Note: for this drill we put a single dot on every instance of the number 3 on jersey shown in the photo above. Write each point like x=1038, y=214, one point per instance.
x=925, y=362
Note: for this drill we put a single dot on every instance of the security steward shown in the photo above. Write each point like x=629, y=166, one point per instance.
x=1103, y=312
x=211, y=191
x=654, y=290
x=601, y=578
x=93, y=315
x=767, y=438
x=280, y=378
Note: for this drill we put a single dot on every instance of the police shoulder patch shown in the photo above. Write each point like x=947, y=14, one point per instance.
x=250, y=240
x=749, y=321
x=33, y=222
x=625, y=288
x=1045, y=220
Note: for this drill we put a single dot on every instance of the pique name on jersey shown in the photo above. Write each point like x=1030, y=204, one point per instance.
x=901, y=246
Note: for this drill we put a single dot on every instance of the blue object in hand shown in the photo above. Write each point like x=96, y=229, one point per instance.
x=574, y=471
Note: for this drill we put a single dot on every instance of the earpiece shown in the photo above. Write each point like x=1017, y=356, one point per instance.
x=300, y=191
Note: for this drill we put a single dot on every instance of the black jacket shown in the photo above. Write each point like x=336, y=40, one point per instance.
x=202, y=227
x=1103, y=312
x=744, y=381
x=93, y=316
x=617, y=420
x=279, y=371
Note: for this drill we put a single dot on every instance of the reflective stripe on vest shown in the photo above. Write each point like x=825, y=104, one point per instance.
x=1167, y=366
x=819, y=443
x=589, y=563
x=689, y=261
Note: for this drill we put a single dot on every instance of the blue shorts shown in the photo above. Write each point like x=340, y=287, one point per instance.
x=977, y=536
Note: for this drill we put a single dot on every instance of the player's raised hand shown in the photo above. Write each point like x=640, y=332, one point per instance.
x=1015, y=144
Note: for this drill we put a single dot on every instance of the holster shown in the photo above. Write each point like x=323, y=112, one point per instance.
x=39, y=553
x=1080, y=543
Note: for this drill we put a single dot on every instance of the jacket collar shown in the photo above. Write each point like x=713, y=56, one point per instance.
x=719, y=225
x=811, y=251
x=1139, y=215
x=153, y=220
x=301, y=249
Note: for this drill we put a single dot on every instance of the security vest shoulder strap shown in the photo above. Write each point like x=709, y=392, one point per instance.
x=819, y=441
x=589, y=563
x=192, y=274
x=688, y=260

——————————

**Required action:** All of the records need to be transcribed exactly.

**Written response:**
Note: for this drill we put a single dot on every instance of the number 3 on jersey shown in the photo above. Write each point like x=1038, y=214, one point per instance.
x=925, y=362
Note: for this drill we put a single dot on every instance of the security steward shown in the photo above. Write each point like x=629, y=166, one point per instance.
x=1103, y=312
x=211, y=191
x=654, y=290
x=601, y=578
x=93, y=315
x=767, y=438
x=280, y=378
Note: for this drill we put a single dot on every instance of the police shoulder patch shown in the photo above. Write each point like x=947, y=14, one point per instance.
x=250, y=240
x=749, y=321
x=33, y=222
x=625, y=288
x=1045, y=220
Note: for this drill we put a single dot on every instance of the pique name on jersey shown in the photo above. Write each point like x=1030, y=204, one point per instance.
x=901, y=246
Note: for this drill we put a single dot on every instance of the blue object in hand shown in the photo above. Write each point like x=96, y=229, one point per instance.
x=574, y=471
Note: for this drill we put a single dot on every instance of the earpiece shown in the photo above. Write each point like x=1017, y=356, one point per instance.
x=300, y=191
Note: for this drill we put a single dot on every instance of the black jacket shown in the photo above. Write each point like x=336, y=40, one point per instance.
x=202, y=227
x=1103, y=312
x=744, y=381
x=93, y=316
x=617, y=420
x=279, y=371
Note: for this drill we put a single dot on every instance of the reflective stripe on vest shown in the photo above. Write each point like x=825, y=104, one point per instance.
x=1167, y=366
x=819, y=443
x=589, y=563
x=689, y=261
Note: for this drill we put a single dot on every instance of the blue shorts shown in the photo above. Write each point like x=340, y=287, one point per instance.
x=977, y=536
Note: for this drill we put a single dot on every instance of the player's raised hand shown in the photo above. Write each point like x=640, y=332, one point per instance.
x=1015, y=144
Note: for this drill we put a single dot on every instance of the holster shown in the photo above. Write each point like x=323, y=112, one point per instance.
x=39, y=553
x=1080, y=543
Note: for this drill we put a single dot on every instance of the jacket collar shown in the photo above. Write each point like x=713, y=56, one point per instance.
x=719, y=225
x=811, y=251
x=1139, y=215
x=153, y=220
x=301, y=249
Note: for this drill we put a single dot on every instance of the security vest shoulder strap shown in the photo above. Write each point like x=709, y=392, one point per instance.
x=819, y=441
x=589, y=563
x=192, y=274
x=688, y=260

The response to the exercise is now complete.